### TEXT SHOWN
····················

Video games can be a variety of things. There are games that are beautiful works of art, there are games that are extreme challenges, and then there are the games that are a cross section of the two. When I started The King’s Bird, I was enamored by its minimalist beauty. The side-scrolling gameplay was serene, the audio musical in every aspect, including character voices. There’s a loose story in The King’s Bird, designed to be interpreted by the player. A rebellious daughter who wants out of her bubble. A mighty king that holds a great power over the dangerous lands that lie beyond the edge of the city. But as soon as the game is given a chance to soar, it’s brought down by its own tight restrictions.
Beyond the intro, when you first gain the powers of intermittent flight, The King’s Bird is simply a precision-based platformer akin to Super Meat Boy or N++. Difficult and specific platforming sections require precise input in order to conquer them. Death is followed by swift restarts, followed by more death and restarts until you can nail your way through a section perfectly. Checkpoints are generous enough that death won’t mean the loss of a ton of progress in each level, but if you want to go for the best times in each stage, perfectly flowing through from beginning to end is the key.
What sets The King’s Bird apart from other challenging platformers is the unique momentum-based flight mechanics that allow your character to soar through the levels. Dip down and you’ll gain enough momentum to shoot back up and land on the other side of a large gap. Interplay between R2 and L2 is important. One enables the flight, and the other gives you a slight boost along a surface, which is necessary to combo certain sections and gain or retain momentum to move through it. While succeeding in a seemingly tough section provided a feeling of elation, the correlation between these two mechanics never felt consistent enough that I felt that I “got” the controls. Often I just counted myself as a little bit lucky that I had mashed the two triggers at the correct times and in the correct cadence to make it through in a way that seemed like I had purpose.

····················

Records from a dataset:

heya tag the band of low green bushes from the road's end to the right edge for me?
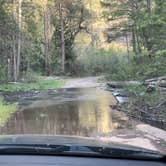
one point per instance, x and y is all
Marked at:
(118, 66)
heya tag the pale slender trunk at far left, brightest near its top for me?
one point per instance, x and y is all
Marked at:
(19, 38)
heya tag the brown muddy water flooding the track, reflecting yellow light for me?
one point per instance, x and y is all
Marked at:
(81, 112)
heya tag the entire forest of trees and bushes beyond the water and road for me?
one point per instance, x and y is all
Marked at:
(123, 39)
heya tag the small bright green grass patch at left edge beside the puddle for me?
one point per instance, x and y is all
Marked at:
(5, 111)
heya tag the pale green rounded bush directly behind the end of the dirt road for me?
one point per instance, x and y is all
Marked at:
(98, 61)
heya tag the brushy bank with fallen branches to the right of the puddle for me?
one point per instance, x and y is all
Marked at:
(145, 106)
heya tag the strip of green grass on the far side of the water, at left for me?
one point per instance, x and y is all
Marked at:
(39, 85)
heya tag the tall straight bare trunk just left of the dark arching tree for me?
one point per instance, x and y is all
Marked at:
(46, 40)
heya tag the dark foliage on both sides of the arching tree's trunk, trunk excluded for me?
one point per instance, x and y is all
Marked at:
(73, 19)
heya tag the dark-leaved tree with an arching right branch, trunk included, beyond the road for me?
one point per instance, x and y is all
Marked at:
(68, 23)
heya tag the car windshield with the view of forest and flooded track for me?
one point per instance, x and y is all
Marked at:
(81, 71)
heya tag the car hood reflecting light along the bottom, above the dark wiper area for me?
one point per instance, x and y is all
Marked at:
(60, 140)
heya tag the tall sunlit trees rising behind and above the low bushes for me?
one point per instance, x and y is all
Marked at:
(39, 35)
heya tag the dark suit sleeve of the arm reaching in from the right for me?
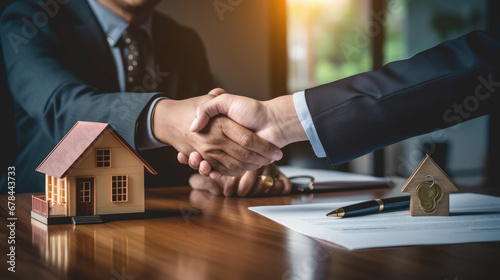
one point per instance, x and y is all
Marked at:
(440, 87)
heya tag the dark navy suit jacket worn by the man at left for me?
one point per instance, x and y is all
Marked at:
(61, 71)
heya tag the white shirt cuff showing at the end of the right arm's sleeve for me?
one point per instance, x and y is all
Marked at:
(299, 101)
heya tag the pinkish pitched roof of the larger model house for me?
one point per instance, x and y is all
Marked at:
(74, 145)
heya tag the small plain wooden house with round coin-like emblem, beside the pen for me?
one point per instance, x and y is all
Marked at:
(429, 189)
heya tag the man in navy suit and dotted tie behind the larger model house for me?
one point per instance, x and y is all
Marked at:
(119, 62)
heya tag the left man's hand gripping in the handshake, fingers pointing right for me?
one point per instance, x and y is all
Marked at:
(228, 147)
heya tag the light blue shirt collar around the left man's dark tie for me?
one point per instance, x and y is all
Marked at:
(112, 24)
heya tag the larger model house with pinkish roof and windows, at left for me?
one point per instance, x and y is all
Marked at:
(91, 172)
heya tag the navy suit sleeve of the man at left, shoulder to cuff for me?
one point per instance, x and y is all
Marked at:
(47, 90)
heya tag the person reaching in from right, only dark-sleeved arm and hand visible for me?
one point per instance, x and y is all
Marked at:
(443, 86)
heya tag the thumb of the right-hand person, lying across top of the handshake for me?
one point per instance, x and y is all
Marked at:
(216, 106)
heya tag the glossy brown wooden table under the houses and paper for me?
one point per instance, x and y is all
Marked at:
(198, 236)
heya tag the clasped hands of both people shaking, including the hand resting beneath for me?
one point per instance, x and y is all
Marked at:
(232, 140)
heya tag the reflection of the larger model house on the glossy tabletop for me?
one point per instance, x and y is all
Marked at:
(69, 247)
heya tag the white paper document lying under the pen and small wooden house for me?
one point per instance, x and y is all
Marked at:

····················

### REQUIREMENT A
Retype the passage of the review of The King's Bird starting with "What sets The" and going on through "I had purpose.".
### REQUIREMENT B
Continue the review of The King's Bird from the point where it stops.

### EXERCISE RESULT A
What sets The King’s Bird apart from other challenging platformers is the unique momentum-based flight mechanics that allow your character to soar through the levels. Dip down and you’ll gain enough momentum to shoot back up and land on the other side of a large gap. Interplay between R2 and L2 is important. One enables the flight, and the other gives you a slight boost along a surface, which is necessary to combo certain sections and gain or retain momentum to move through it. While succeeding in a seemingly tough section provided a feeling of elation, the correlation between these two mechanics never felt consistent enough that I felt that I “got” the controls. Often I just counted myself as a little bit lucky that I had mashed the two triggers at the correct times and in the correct cadence to make it through in a way that seemed like I had purpose.

### EXERCISE RESULT B
The Hum of Success and Failure
Early on, when the margin of error is a little bit wider, there’s a serenity to the challenge. The way that The King’s Bird plays with audio is pure synesthesia, melding sound with gameplay in a way that delighted my senses. As the main character takes flight, she adds her own hum to the mesmerizing soundtrack. Failure after failure, I wanted to be upset, but I also just wanted to fly; to hear her voice again. The stunning sound and simple visuals add a clam and zen, even when it felt like it should be the most frustrating. Even when I was failing, there was still a freedom and beauty to it all. Until I hit the breaking point.
Eventually the threshold for mistakes is tightened, but the gameplay is not. The momentum-based flight remains somewhat finicky and imprecise, yet The King’s Bird requires you to thread the needle in ways that would even make Team Meat chuck a controller. To be fair to Serenity Forge, they did add extensive options under an Assist Mode, which can make the game much more accessible. These options range from gaining unlimited cloak to be able to fly to slowing down the game’s speed and offering the ability to skip to the next checkpoint if you’re failing a lot, among many others. Accessibility is commendable, but the game still boils down to a bunch of challenge levels with next to no narrative context. Even if you’re able to breeze through each stage, it feels like something that was hinted at early on in The King’s Bird goes missing.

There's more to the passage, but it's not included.